- Task item:
Every line of the records counts; transcribe each one exactly.

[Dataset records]
──────────

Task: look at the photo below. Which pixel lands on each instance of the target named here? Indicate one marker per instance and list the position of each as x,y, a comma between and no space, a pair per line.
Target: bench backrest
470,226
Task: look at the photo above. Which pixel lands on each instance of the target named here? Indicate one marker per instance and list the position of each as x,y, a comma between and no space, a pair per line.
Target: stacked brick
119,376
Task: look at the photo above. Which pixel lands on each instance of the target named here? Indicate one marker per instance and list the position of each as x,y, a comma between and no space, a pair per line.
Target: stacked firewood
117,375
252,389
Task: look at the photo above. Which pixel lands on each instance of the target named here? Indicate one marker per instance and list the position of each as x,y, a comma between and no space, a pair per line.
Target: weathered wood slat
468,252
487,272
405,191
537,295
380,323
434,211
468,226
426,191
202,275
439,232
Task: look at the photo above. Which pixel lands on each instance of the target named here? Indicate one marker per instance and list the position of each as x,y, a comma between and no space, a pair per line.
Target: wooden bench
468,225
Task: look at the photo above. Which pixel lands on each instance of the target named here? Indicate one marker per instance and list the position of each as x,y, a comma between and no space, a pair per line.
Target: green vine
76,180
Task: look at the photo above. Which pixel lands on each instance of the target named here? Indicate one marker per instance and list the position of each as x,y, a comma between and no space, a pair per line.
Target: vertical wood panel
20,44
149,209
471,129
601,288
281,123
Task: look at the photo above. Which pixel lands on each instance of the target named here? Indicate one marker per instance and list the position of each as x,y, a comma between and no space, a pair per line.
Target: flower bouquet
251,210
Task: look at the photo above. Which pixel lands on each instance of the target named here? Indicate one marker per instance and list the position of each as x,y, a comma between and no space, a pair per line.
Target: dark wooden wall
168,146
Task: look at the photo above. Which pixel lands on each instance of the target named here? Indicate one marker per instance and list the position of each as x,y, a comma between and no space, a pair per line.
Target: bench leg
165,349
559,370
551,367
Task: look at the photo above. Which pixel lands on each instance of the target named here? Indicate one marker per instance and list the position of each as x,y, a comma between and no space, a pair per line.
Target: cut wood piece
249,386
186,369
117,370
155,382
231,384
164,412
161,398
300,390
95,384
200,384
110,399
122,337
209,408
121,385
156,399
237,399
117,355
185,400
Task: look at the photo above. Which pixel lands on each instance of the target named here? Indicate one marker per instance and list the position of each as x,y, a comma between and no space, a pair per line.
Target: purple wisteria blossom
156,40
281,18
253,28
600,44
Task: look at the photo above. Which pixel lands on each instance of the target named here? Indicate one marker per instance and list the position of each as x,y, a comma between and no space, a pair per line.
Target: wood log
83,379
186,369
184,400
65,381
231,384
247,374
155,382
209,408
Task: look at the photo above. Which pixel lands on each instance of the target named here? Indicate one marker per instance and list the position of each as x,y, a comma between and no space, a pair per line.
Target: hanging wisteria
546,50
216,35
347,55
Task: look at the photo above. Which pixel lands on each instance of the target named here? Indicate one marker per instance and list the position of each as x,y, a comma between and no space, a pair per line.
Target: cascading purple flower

──────────

- Exercise response:
Task: look at the photo below. Which pixel lands on each instance of the target named here? Indicate one marker per instance and list the position of each as x,y, a comma between and no space, a pair per line.
Target: bench backrest
470,226
Task: look at the photo above. Which pixel lands on each instance of the target named here? Indicate one marker per instance and list the position of each as x,y, a comma between and no space, a pair per line.
Target: stacked brick
119,376
Task: look at the photo above. Which pixel lands on each instance of the target named here? Indicate one marker per instance and list the position of each as x,y, a comma between and no space, a pair per line.
Target: stacked firewood
117,375
252,389
Task: look at the photo above. Which pixel lands on each instance of the target named here? Indicate one marker per instance and list the position of each as x,y, a comma between and no space, a pair per line.
Target: weathered wood slat
468,252
487,272
405,191
537,295
380,323
434,211
468,226
426,191
202,275
439,232
Task: look at the photo above. Which pixel lands on each instance of the target named here? Indicate one marker per instance and list the position of each as x,y, a comma between and no space, a pair per line.
Target: wooden bench
468,225
Task: look at the photo above. Which pixel lands on each instance of the target named here? Indicate one marker per instance and list the position of each as x,y, a comma between and no space, a pair per line.
Target: green vine
76,180
Task: look at the photo above. Which pixel lands on each instance of the target named here? Indicate one marker per instance and list the position of each as x,y, a comma between and no space, a pair per line.
Target: vertical wood panel
20,44
149,209
471,129
601,288
281,123
Task: look at the photo above. Which pixel lands on each instance of the target named here? Indicate one marker per instance and list the position of each as x,y, a comma between and no space, a pair per line.
Target: flower bouquet
251,210
Task: look at the photo above. Which pixel lands on each instance of the target named here? Indicate one marker per instance and list the position of each as x,y, a comma between and no space, a pair per line.
Target: dark wooden wall
168,146
Task: look at the photo above. Which pixel lands on each instance of the target named here? Indicate one marker per instance and list the position of each as x,y, a comma between and no space, a pair per line.
Target: bench leg
165,349
559,370
551,367
Task: look at the photo above. Which pixel lands on each instance of the target named here? Indicate one marker per instance and list the position of each as x,y, a comma between and no space, a pair per line.
Target: cut wood piece
249,386
186,369
117,370
155,382
231,384
164,412
161,398
300,390
95,384
200,384
110,399
122,337
209,408
121,385
156,399
237,399
117,355
185,400
Task: look at the photo above. Which pixel lands on each instance of the target named here? Indicate one marker per instance and list the position of each as x,y, a comma between and no space, a pair per line.
Target: purple wisteria blossom
156,40
281,18
253,28
600,44
Task: look at the photo above. Which pixel lands on each instance of the target named here? Indicate one marker per instance and list the position of each as x,y, a comma between and no space, a pair per line.
Target: wood log
83,379
186,369
184,400
65,381
231,384
247,374
155,382
209,408
Task: look at the photo above. Which pixel lands on each instance of the target named here? Indicate one marker per instance and list the position of each as x,y, a comma between and no space, a pair per line.
Target: hanging wisteria
546,50
216,35
347,55
Task: look at the photo above. Which pixel lands on each instance of the target named here? Indicate one marker per instance and list the position of each as x,y, a comma between and no space, a pair per line.
Target: cascading purple flower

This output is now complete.